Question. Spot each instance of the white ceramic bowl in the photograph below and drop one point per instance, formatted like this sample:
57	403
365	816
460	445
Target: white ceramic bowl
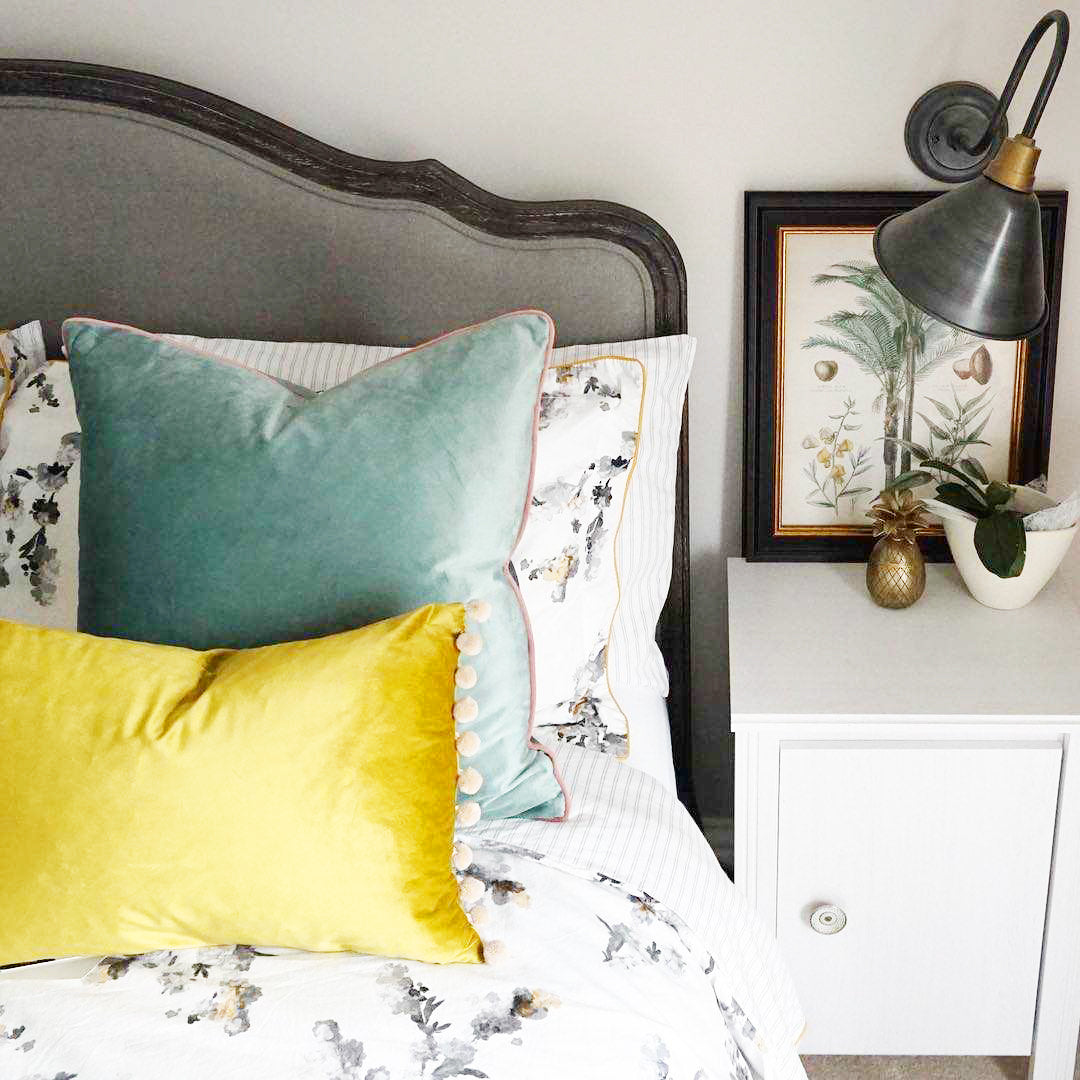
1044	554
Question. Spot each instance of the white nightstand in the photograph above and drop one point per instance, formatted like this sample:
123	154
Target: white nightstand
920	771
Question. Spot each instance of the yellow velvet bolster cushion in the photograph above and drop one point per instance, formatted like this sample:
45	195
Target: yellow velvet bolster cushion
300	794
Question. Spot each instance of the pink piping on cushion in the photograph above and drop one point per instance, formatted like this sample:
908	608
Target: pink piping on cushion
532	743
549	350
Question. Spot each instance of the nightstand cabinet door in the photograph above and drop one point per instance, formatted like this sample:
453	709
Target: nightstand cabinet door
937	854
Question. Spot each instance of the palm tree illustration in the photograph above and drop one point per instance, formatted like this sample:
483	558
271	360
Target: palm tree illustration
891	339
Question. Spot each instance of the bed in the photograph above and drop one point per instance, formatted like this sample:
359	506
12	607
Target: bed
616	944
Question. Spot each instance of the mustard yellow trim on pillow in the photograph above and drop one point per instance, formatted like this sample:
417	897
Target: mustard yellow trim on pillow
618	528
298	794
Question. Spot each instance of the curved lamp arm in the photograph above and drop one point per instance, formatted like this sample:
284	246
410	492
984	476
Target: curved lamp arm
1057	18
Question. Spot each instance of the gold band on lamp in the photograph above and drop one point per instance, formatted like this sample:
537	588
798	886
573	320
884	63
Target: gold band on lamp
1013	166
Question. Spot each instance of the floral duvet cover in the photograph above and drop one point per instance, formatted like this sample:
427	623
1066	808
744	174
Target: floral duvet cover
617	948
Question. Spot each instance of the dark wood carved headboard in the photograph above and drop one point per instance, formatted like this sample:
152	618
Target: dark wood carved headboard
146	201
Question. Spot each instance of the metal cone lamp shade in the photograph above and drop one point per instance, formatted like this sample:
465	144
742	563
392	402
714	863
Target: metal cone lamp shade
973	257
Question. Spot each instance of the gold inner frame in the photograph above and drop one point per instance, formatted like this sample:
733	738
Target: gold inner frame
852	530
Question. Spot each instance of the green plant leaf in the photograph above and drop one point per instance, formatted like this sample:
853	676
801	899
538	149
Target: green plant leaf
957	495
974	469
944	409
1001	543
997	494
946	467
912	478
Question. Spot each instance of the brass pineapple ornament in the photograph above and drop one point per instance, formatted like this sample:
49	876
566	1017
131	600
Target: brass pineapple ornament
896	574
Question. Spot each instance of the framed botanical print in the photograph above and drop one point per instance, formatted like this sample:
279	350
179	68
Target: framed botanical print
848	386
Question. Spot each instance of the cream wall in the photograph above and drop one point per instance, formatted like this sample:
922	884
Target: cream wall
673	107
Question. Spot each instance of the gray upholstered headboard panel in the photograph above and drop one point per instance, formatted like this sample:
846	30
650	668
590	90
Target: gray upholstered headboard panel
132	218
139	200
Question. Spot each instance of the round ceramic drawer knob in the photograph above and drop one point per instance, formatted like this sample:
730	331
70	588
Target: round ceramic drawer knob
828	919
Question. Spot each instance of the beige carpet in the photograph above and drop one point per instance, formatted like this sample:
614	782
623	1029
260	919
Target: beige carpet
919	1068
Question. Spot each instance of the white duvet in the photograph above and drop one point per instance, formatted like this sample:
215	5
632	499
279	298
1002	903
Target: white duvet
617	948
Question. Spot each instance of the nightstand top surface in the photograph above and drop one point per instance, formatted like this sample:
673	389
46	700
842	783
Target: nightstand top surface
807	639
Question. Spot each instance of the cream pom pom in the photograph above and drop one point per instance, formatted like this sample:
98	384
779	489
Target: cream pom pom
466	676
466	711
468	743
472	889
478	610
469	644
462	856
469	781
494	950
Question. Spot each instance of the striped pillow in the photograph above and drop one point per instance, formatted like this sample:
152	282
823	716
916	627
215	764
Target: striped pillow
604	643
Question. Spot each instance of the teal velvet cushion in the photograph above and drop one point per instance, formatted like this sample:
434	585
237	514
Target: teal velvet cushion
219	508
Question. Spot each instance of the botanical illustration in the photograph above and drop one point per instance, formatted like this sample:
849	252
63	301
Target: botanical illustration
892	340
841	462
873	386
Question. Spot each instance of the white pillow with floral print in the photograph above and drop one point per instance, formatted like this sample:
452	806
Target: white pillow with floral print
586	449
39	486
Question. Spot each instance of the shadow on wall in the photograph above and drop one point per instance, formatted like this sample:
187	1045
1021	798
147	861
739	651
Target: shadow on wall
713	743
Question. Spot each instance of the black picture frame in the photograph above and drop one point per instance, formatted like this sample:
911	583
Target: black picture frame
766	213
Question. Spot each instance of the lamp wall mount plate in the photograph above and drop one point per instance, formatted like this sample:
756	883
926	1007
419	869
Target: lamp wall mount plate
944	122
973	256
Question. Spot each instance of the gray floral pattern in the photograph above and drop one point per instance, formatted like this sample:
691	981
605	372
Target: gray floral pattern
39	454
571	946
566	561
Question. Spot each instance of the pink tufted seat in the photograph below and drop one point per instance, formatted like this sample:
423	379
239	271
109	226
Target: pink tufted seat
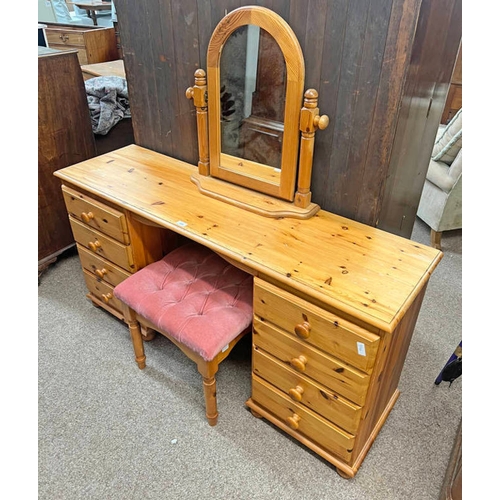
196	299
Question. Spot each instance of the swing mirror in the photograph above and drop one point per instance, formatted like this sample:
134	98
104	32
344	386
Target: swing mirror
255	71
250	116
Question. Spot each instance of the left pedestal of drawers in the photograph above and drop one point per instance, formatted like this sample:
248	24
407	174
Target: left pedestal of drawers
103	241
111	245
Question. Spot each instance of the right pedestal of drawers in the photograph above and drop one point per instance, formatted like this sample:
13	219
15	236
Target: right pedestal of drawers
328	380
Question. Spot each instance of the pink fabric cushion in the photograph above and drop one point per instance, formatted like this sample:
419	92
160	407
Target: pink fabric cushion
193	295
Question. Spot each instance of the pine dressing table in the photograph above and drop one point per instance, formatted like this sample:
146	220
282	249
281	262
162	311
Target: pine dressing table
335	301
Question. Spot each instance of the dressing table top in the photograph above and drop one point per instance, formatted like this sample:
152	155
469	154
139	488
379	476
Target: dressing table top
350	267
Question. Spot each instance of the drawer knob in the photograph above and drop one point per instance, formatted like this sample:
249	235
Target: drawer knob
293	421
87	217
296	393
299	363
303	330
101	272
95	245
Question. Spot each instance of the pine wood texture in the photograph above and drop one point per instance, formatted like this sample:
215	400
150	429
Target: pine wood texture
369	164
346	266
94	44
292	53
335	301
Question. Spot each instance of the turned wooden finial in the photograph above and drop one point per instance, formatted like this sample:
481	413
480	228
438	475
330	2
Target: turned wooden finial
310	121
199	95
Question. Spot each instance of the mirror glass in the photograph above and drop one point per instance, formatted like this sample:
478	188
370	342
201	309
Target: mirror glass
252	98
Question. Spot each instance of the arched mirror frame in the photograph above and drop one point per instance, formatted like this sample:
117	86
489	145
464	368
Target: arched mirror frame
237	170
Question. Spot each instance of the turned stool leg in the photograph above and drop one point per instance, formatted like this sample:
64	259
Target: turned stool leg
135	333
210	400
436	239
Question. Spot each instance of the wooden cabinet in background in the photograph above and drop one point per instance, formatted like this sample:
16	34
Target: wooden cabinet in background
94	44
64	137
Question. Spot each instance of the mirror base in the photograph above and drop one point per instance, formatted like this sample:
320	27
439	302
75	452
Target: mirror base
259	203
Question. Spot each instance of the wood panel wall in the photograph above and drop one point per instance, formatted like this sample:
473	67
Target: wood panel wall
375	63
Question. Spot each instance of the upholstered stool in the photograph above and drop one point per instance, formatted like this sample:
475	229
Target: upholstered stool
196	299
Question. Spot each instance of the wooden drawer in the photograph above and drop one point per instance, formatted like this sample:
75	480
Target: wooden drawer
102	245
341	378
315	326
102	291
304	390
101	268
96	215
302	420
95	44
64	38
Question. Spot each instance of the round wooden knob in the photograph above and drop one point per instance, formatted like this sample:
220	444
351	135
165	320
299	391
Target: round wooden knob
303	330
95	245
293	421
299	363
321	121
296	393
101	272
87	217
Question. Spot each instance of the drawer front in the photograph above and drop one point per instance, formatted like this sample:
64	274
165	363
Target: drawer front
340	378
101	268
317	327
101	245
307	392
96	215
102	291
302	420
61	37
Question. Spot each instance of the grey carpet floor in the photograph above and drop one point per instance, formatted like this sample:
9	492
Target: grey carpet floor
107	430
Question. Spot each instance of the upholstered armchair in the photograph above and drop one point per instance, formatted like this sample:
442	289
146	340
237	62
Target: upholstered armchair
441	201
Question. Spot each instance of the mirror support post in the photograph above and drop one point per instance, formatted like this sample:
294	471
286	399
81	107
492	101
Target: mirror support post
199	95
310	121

● ● ● ●

*The task*: Using the material, show each line where the string "below" can be found.

*Task solution*:
Question. Spot each instance of the white ceramic bowl in the photograph below and drop one point per instance, formatted like this sample:
Question. Spot each instance of the pink tufted seat in the photograph below and drop one point per instance, formatted like this sample:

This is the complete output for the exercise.